> **PROBLEM TO WORK ON**
Render the stretch from the line containing "Could you please locate the grass" through the line containing "xmin=240 ymin=154 xmax=400 ymax=187" as a Markdown table with the columns Row and Line, numbering each line and leaving out any blank lines.

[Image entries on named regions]
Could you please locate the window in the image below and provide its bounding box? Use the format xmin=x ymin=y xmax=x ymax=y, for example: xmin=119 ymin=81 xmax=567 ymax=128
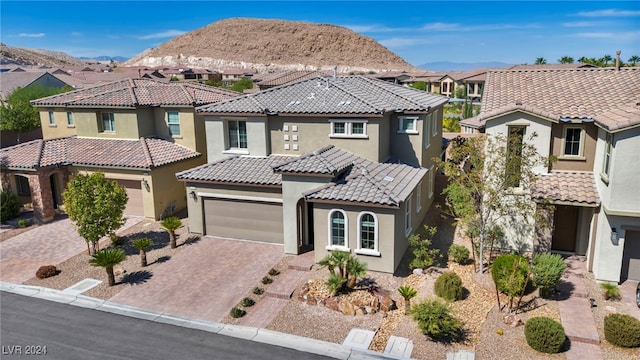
xmin=228 ymin=120 xmax=247 ymax=149
xmin=327 ymin=210 xmax=348 ymax=249
xmin=167 ymin=111 xmax=180 ymax=136
xmin=355 ymin=212 xmax=380 ymax=256
xmin=562 ymin=127 xmax=583 ymax=156
xmin=505 ymin=126 xmax=525 ymax=187
xmin=398 ymin=116 xmax=418 ymax=134
xmin=100 ymin=113 xmax=116 ymax=132
xmin=329 ymin=120 xmax=367 ymax=138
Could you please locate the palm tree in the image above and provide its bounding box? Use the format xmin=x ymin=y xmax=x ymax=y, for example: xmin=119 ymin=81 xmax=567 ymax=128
xmin=398 ymin=285 xmax=418 ymax=315
xmin=160 ymin=216 xmax=182 ymax=249
xmin=535 ymin=57 xmax=547 ymax=65
xmin=89 ymin=248 xmax=127 ymax=286
xmin=131 ymin=238 xmax=153 ymax=267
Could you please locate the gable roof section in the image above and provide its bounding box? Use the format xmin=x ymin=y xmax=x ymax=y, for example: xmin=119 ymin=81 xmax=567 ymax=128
xmin=31 ymin=79 xmax=240 ymax=108
xmin=0 ymin=136 xmax=200 ymax=170
xmin=197 ymin=76 xmax=448 ymax=115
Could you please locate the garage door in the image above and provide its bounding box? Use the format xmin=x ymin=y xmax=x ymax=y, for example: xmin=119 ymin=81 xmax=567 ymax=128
xmin=204 ymin=199 xmax=284 ymax=244
xmin=116 ymin=180 xmax=144 ymax=216
xmin=620 ymin=230 xmax=640 ymax=281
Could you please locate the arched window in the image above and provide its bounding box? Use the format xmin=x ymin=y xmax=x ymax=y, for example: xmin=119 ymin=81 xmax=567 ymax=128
xmin=356 ymin=212 xmax=380 ymax=256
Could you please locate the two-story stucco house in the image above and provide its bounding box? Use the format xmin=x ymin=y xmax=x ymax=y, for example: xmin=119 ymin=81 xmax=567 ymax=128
xmin=476 ymin=68 xmax=640 ymax=282
xmin=177 ymin=76 xmax=447 ymax=272
xmin=0 ymin=79 xmax=238 ymax=221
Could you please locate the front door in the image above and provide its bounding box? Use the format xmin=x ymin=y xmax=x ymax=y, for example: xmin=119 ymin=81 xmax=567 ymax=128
xmin=551 ymin=205 xmax=580 ymax=252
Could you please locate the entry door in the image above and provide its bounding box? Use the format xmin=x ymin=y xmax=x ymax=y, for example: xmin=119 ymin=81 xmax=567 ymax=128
xmin=551 ymin=205 xmax=579 ymax=252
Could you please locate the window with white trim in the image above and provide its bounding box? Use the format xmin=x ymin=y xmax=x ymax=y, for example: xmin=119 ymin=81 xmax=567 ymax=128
xmin=167 ymin=111 xmax=180 ymax=136
xmin=328 ymin=209 xmax=349 ymax=248
xmin=356 ymin=211 xmax=380 ymax=256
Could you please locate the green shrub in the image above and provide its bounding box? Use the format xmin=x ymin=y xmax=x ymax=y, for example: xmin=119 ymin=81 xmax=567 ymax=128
xmin=433 ymin=271 xmax=462 ymax=301
xmin=604 ymin=314 xmax=640 ymax=348
xmin=531 ymin=253 xmax=567 ymax=297
xmin=0 ymin=190 xmax=20 ymax=224
xmin=524 ymin=317 xmax=566 ymax=354
xmin=409 ymin=299 xmax=462 ymax=341
xmin=229 ymin=306 xmax=247 ymax=319
xmin=449 ymin=244 xmax=469 ymax=264
xmin=600 ymin=282 xmax=622 ymax=300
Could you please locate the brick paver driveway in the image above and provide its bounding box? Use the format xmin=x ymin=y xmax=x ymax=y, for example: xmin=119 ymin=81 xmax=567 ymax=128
xmin=0 ymin=216 xmax=143 ymax=284
xmin=110 ymin=236 xmax=284 ymax=322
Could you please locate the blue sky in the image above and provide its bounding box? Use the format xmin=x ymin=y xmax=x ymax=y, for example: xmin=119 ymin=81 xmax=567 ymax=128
xmin=0 ymin=0 xmax=640 ymax=65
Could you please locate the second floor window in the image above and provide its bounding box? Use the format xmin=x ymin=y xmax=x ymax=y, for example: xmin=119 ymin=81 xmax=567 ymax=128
xmin=229 ymin=120 xmax=247 ymax=149
xmin=167 ymin=111 xmax=180 ymax=136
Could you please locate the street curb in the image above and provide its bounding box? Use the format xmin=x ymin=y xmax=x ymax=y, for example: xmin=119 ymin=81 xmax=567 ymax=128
xmin=0 ymin=281 xmax=411 ymax=360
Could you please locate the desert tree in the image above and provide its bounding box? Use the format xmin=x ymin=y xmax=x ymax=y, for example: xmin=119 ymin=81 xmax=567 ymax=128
xmin=62 ymin=172 xmax=128 ymax=255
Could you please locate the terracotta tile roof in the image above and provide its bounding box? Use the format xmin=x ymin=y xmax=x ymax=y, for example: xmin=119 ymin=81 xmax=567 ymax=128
xmin=531 ymin=171 xmax=600 ymax=206
xmin=0 ymin=136 xmax=200 ymax=169
xmin=176 ymin=155 xmax=293 ymax=185
xmin=480 ymin=67 xmax=640 ymax=121
xmin=197 ymin=76 xmax=448 ymax=114
xmin=31 ymin=79 xmax=239 ymax=108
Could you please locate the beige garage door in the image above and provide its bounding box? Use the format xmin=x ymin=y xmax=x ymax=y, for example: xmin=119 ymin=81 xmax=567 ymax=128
xmin=116 ymin=180 xmax=144 ymax=216
xmin=204 ymin=199 xmax=284 ymax=244
xmin=620 ymin=230 xmax=640 ymax=281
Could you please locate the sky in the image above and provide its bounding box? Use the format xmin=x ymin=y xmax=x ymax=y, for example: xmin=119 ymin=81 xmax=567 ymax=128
xmin=0 ymin=0 xmax=640 ymax=66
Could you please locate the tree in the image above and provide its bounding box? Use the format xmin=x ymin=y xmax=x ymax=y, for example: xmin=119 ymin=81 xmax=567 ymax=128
xmin=160 ymin=216 xmax=182 ymax=249
xmin=131 ymin=238 xmax=153 ymax=267
xmin=89 ymin=248 xmax=127 ymax=286
xmin=434 ymin=131 xmax=549 ymax=273
xmin=0 ymin=85 xmax=73 ymax=142
xmin=62 ymin=172 xmax=128 ymax=255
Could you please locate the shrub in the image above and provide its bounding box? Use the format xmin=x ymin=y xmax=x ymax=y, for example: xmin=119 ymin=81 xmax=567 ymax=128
xmin=449 ymin=244 xmax=469 ymax=264
xmin=433 ymin=271 xmax=462 ymax=301
xmin=253 ymin=286 xmax=264 ymax=295
xmin=531 ymin=253 xmax=567 ymax=297
xmin=524 ymin=317 xmax=566 ymax=354
xmin=229 ymin=306 xmax=247 ymax=319
xmin=36 ymin=265 xmax=58 ymax=279
xmin=600 ymin=282 xmax=621 ymax=300
xmin=604 ymin=314 xmax=640 ymax=348
xmin=240 ymin=298 xmax=256 ymax=307
xmin=0 ymin=190 xmax=20 ymax=224
xmin=409 ymin=299 xmax=462 ymax=341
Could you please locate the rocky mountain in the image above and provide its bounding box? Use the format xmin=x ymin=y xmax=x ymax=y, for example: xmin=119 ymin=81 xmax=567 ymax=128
xmin=0 ymin=43 xmax=86 ymax=67
xmin=123 ymin=18 xmax=417 ymax=73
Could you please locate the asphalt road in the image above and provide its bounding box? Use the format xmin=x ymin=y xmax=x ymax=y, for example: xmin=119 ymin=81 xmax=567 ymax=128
xmin=0 ymin=292 xmax=330 ymax=360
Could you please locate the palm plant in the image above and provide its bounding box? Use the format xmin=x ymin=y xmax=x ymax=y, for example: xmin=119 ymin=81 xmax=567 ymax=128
xmin=160 ymin=216 xmax=182 ymax=249
xmin=398 ymin=285 xmax=418 ymax=315
xmin=89 ymin=248 xmax=127 ymax=286
xmin=131 ymin=238 xmax=153 ymax=267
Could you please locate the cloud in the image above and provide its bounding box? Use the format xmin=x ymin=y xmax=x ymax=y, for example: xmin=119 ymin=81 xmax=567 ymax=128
xmin=576 ymin=9 xmax=640 ymax=17
xmin=136 ymin=30 xmax=186 ymax=40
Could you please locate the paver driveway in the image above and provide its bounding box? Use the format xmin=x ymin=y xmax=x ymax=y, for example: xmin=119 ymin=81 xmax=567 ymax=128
xmin=0 ymin=216 xmax=143 ymax=284
xmin=109 ymin=236 xmax=284 ymax=322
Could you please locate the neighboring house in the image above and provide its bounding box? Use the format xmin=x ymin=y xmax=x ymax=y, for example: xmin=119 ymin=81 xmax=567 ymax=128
xmin=0 ymin=79 xmax=237 ymax=221
xmin=177 ymin=76 xmax=447 ymax=272
xmin=477 ymin=68 xmax=640 ymax=282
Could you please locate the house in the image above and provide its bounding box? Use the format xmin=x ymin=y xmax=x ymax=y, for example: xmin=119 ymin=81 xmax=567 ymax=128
xmin=176 ymin=76 xmax=447 ymax=272
xmin=0 ymin=79 xmax=237 ymax=221
xmin=476 ymin=68 xmax=640 ymax=282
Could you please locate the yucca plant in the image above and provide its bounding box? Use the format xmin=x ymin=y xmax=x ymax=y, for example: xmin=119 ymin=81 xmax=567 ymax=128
xmin=89 ymin=248 xmax=127 ymax=286
xmin=160 ymin=216 xmax=182 ymax=249
xmin=131 ymin=238 xmax=153 ymax=267
xmin=398 ymin=285 xmax=418 ymax=315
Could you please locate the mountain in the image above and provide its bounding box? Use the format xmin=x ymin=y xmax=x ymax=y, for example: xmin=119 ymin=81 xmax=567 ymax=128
xmin=123 ymin=18 xmax=418 ymax=73
xmin=0 ymin=43 xmax=86 ymax=67
xmin=418 ymin=61 xmax=513 ymax=71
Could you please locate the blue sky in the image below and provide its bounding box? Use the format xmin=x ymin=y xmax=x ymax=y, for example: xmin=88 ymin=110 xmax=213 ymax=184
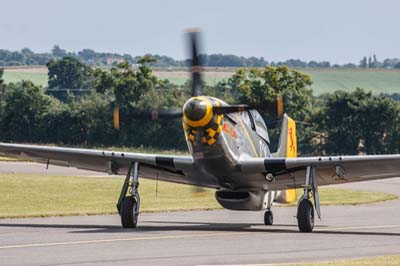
xmin=0 ymin=0 xmax=400 ymax=63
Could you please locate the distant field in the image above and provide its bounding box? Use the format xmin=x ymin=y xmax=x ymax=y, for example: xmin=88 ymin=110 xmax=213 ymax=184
xmin=3 ymin=68 xmax=47 ymax=86
xmin=0 ymin=174 xmax=396 ymax=219
xmin=4 ymin=68 xmax=400 ymax=95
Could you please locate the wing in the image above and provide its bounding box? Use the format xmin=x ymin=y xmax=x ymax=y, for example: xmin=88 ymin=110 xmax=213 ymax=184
xmin=240 ymin=154 xmax=400 ymax=188
xmin=0 ymin=143 xmax=217 ymax=187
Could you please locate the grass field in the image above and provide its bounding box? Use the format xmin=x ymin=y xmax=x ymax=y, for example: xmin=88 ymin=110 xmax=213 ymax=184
xmin=0 ymin=174 xmax=395 ymax=218
xmin=279 ymin=255 xmax=400 ymax=266
xmin=4 ymin=68 xmax=400 ymax=95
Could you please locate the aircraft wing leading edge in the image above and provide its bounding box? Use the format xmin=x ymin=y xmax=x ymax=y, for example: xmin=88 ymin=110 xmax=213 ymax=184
xmin=0 ymin=143 xmax=216 ymax=187
xmin=240 ymin=154 xmax=400 ymax=187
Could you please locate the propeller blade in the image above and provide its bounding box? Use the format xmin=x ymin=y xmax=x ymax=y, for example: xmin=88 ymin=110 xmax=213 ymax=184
xmin=113 ymin=106 xmax=119 ymax=129
xmin=188 ymin=29 xmax=202 ymax=96
xmin=213 ymin=104 xmax=253 ymax=114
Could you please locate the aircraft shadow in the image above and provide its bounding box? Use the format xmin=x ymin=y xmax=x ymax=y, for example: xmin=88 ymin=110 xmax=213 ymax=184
xmin=0 ymin=221 xmax=400 ymax=237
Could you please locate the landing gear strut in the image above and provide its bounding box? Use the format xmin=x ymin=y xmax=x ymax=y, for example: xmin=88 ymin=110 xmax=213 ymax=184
xmin=297 ymin=166 xmax=321 ymax=232
xmin=264 ymin=191 xmax=274 ymax=225
xmin=264 ymin=210 xmax=274 ymax=225
xmin=117 ymin=162 xmax=140 ymax=228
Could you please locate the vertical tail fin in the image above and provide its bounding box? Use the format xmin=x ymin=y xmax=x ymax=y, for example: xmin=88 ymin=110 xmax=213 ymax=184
xmin=272 ymin=114 xmax=297 ymax=203
xmin=272 ymin=114 xmax=297 ymax=157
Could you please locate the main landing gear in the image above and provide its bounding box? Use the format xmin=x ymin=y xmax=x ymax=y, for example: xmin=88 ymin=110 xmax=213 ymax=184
xmin=264 ymin=191 xmax=274 ymax=225
xmin=117 ymin=162 xmax=140 ymax=228
xmin=297 ymin=166 xmax=321 ymax=232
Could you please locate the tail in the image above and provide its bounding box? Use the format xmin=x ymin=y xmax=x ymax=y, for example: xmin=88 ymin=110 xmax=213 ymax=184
xmin=272 ymin=114 xmax=297 ymax=158
xmin=272 ymin=114 xmax=297 ymax=203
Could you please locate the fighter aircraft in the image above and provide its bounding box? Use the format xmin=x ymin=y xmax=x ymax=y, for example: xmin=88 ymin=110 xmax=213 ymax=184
xmin=0 ymin=31 xmax=400 ymax=232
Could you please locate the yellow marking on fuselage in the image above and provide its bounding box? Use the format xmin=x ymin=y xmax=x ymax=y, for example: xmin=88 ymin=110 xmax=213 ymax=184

> **SOLUTION TO THE EXERCISE**
| Row | Line |
|---|---|
| 1 | Could you please locate the grass field in the image above and provide its bounding box? Use the format xmin=x ymin=y xmax=x ymax=y, for example: xmin=88 ymin=110 xmax=213 ymax=184 |
| 2 | xmin=0 ymin=174 xmax=395 ymax=218 |
| 3 | xmin=279 ymin=255 xmax=400 ymax=266 |
| 4 | xmin=4 ymin=68 xmax=400 ymax=95 |
| 5 | Could you please locate the aircraft wing leading edge in the image above and provide its bounding box? Use the format xmin=x ymin=y xmax=x ymax=y, for example: xmin=88 ymin=110 xmax=213 ymax=184 |
| 6 | xmin=0 ymin=143 xmax=216 ymax=187 |
| 7 | xmin=240 ymin=154 xmax=400 ymax=187 |